*Do this*
Copy these lines of data word for word, beginning with the line containing "Ground the locomotive running board now." and continuing through the end of the data.

[START]

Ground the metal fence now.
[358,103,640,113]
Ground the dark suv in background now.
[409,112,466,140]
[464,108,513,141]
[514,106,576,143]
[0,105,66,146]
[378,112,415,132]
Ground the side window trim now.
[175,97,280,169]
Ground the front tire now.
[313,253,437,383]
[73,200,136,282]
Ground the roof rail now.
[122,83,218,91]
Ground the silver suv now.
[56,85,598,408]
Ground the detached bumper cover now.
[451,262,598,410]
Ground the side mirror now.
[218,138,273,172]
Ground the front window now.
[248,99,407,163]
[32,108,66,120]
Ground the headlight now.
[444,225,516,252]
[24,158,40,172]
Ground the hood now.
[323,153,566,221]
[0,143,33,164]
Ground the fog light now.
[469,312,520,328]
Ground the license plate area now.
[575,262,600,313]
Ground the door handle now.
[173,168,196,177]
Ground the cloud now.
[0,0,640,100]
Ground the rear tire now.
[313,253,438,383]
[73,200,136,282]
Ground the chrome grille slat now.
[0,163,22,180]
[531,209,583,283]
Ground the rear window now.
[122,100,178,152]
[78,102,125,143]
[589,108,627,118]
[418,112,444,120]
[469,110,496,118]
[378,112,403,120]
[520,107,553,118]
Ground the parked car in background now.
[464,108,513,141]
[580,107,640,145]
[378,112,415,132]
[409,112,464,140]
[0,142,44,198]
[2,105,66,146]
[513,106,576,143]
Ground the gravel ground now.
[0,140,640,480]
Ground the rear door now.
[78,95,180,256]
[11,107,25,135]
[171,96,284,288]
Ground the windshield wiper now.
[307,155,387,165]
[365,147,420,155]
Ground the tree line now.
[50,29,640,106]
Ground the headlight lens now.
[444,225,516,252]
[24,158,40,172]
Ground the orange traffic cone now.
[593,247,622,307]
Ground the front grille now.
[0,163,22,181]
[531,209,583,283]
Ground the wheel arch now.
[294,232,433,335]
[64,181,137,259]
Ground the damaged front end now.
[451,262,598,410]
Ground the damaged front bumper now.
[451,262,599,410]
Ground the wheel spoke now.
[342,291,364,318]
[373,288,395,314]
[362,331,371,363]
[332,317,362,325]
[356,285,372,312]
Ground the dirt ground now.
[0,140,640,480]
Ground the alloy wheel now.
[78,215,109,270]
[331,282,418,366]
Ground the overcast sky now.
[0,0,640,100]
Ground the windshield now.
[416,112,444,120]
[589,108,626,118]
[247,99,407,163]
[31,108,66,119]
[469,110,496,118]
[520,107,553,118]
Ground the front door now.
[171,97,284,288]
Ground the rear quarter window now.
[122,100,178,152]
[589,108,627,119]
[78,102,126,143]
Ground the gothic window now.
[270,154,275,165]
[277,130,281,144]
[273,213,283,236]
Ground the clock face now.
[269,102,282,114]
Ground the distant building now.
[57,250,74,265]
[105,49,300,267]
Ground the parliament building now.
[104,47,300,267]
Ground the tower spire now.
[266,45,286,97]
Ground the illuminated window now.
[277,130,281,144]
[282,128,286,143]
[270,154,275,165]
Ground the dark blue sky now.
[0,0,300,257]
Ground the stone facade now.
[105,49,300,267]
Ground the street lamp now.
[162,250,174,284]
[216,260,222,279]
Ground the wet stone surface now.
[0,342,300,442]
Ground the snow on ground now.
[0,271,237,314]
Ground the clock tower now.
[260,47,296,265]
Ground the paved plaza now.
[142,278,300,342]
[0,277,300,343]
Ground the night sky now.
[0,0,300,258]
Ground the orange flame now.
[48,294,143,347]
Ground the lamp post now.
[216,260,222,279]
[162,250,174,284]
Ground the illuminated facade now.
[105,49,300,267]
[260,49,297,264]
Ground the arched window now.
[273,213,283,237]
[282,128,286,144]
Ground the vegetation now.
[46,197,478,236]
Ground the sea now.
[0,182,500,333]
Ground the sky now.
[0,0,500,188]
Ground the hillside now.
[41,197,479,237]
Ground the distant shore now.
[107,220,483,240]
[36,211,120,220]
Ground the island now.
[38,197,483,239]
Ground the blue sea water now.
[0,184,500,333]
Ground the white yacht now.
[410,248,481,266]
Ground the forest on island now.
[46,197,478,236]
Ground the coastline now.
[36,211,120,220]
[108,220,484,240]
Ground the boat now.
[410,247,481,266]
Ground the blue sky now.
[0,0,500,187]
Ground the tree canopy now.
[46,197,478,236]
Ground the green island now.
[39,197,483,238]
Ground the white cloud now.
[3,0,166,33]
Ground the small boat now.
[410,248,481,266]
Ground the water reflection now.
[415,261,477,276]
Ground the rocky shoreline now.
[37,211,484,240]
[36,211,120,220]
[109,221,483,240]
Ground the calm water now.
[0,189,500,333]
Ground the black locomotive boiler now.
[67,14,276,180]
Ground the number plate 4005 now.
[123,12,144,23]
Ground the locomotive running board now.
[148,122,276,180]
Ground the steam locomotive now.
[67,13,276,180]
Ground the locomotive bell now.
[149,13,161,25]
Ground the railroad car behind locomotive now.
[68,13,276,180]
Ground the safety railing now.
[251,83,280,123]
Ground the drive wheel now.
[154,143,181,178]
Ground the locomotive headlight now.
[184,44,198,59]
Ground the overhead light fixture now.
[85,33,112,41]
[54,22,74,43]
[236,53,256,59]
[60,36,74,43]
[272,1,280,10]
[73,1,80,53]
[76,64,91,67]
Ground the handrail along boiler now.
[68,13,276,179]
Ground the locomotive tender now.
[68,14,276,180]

[END]

*Exercise output*
Ground the locomotive running board now.
[148,122,276,180]
Ground the steam locomotive now.
[67,13,276,180]
Ground the locomotive bell now.
[149,13,161,25]
Ground the railroad car behind locomotive now.
[68,13,276,180]
Ground the safety railing now.
[251,83,280,123]
Ground the drive wheel now.
[154,143,181,178]
Ground the locomotive headlight now.
[184,44,198,59]
Ground the overhead light fixture now.
[85,33,112,41]
[54,22,74,43]
[236,53,256,59]
[60,36,74,43]
[272,1,280,10]
[73,1,80,53]
[76,64,91,67]
Ground the handrail along boiler now.
[68,13,276,179]
Ground the locomotive tender now.
[68,14,276,180]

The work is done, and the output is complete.